## Challenge
Reproduce all of the material below line for line, with no changes.

## Records for processing

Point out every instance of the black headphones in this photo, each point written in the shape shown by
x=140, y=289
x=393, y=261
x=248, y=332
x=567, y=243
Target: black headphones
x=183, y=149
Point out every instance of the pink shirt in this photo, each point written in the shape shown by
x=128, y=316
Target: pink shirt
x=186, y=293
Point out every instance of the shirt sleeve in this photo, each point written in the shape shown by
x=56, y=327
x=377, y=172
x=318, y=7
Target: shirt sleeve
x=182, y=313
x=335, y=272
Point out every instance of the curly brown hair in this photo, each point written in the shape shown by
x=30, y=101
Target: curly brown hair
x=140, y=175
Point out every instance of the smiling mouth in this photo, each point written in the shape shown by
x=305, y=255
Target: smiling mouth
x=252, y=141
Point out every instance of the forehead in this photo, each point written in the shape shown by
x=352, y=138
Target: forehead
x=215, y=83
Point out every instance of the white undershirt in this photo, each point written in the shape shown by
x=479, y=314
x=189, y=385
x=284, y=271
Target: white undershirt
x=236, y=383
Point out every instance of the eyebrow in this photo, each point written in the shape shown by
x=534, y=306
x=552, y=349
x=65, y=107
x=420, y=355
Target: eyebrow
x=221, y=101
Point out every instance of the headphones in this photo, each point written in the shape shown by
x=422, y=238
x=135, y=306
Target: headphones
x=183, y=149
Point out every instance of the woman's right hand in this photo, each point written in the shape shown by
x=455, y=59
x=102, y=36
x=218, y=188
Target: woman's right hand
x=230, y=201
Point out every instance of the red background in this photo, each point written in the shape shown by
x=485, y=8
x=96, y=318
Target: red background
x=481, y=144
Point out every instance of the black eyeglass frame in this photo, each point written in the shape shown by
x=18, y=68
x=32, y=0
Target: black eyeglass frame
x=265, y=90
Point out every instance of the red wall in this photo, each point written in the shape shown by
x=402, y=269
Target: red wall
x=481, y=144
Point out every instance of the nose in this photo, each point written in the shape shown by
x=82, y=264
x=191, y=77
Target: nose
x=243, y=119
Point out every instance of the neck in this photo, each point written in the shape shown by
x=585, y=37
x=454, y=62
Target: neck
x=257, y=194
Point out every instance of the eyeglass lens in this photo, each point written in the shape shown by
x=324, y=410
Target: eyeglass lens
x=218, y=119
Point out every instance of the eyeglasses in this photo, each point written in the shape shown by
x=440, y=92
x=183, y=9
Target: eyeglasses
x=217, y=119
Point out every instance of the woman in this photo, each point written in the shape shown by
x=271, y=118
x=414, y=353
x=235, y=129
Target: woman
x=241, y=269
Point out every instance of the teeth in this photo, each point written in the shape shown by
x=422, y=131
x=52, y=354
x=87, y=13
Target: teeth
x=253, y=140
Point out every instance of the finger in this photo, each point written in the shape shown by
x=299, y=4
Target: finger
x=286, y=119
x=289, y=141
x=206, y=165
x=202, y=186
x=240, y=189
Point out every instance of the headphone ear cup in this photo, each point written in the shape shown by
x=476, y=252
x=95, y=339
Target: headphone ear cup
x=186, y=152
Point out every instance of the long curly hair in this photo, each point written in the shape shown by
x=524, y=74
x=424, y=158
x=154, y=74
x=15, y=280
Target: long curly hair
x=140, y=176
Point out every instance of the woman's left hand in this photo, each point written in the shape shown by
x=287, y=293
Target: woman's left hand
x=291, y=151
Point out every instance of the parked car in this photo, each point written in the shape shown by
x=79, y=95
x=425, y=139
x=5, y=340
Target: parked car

## Reply
Point out every instance of the black headphones in this photo, each point written in the shape shown by
x=140, y=289
x=393, y=261
x=248, y=332
x=567, y=243
Target: black headphones
x=183, y=149
Point out every instance of the pink shirt in this photo, each point written in the shape shown by
x=128, y=316
Target: pink shirt
x=186, y=293
Point out every instance of the shirt sleeve in this photo, each point written in the shape shown by
x=56, y=327
x=377, y=172
x=318, y=7
Target: shirt sleeve
x=182, y=313
x=335, y=272
Point out every instance of the curly brown hair in this photo, each point written in the shape shown by
x=30, y=101
Target: curly brown hair
x=140, y=175
Point out every instance of the smiling mouth in this photo, each point written in the shape shown by
x=305, y=255
Target: smiling mouth
x=252, y=141
Point out every instance of the forehead in this photo, each point written in the shape shown by
x=352, y=138
Target: forehead
x=215, y=83
Point out every instance of the white undershirt in this photo, each point written in the shape shown by
x=479, y=314
x=189, y=385
x=284, y=271
Target: white undershirt
x=236, y=383
Point out every instance of the eyebrow in this photo, each point written in the shape shown by
x=534, y=306
x=552, y=349
x=65, y=107
x=420, y=355
Target: eyebrow
x=221, y=101
Point out every instance of the headphones in this photo, each point written in the shape shown by
x=422, y=238
x=135, y=306
Target: headphones
x=183, y=149
Point out every instance of the woman's right hand in this photo, each point written in the shape shown by
x=455, y=59
x=102, y=36
x=218, y=188
Target: woman's right hand
x=230, y=201
Point out every instance of the red background in this photo, each point written in the shape shown by
x=485, y=8
x=96, y=318
Target: red background
x=481, y=144
Point out every instance of the black eyeglass frame in this photo, each point written in the shape shown by
x=18, y=68
x=32, y=0
Target: black eyeglass frame
x=265, y=90
Point out every instance of the red wall in this photo, each point written in the shape shown by
x=402, y=269
Target: red wall
x=481, y=144
Point out every instance of the nose in this photo, each point written in the shape shown by
x=82, y=264
x=191, y=77
Target: nose
x=243, y=119
Point out every instance of the neck in this photo, each point written in the shape shown by
x=585, y=37
x=454, y=62
Target: neck
x=257, y=194
Point out every instance of the eyeglass lens in this photo, each point written in the shape shown by
x=324, y=410
Target: eyeglass lens
x=218, y=119
Point out every instance of the eyeglasses in this photo, each point written in the shape shown by
x=440, y=92
x=183, y=9
Target: eyeglasses
x=217, y=119
Point out every instance of the woman in this photo, each point written in the shape shown by
x=271, y=118
x=414, y=353
x=235, y=129
Target: woman
x=241, y=269
Point out every instance of the teeth in this photo, each point written in the shape shown by
x=422, y=131
x=52, y=354
x=87, y=13
Target: teeth
x=253, y=140
Point out every instance of the finger in this photo, each point written in the shape shown by
x=299, y=4
Target: finger
x=286, y=119
x=289, y=141
x=206, y=165
x=202, y=186
x=240, y=189
Point out every instance of the headphone ear cup in this photo, each point written in the shape shown by
x=476, y=252
x=95, y=339
Target: headphone ear cup
x=186, y=152
Point out every instance of the long curly hair in this photo, each point written in the shape shown by
x=524, y=74
x=424, y=158
x=154, y=74
x=15, y=280
Target: long curly hair
x=140, y=176
Point out every instance of the woman's left hand in this photo, each point written in the shape shown by
x=287, y=293
Target: woman's left hand
x=291, y=151
Point out every instance of the parked car in this photo, each point written in the shape shown by
x=79, y=95
x=425, y=139
x=5, y=340
Target: parked car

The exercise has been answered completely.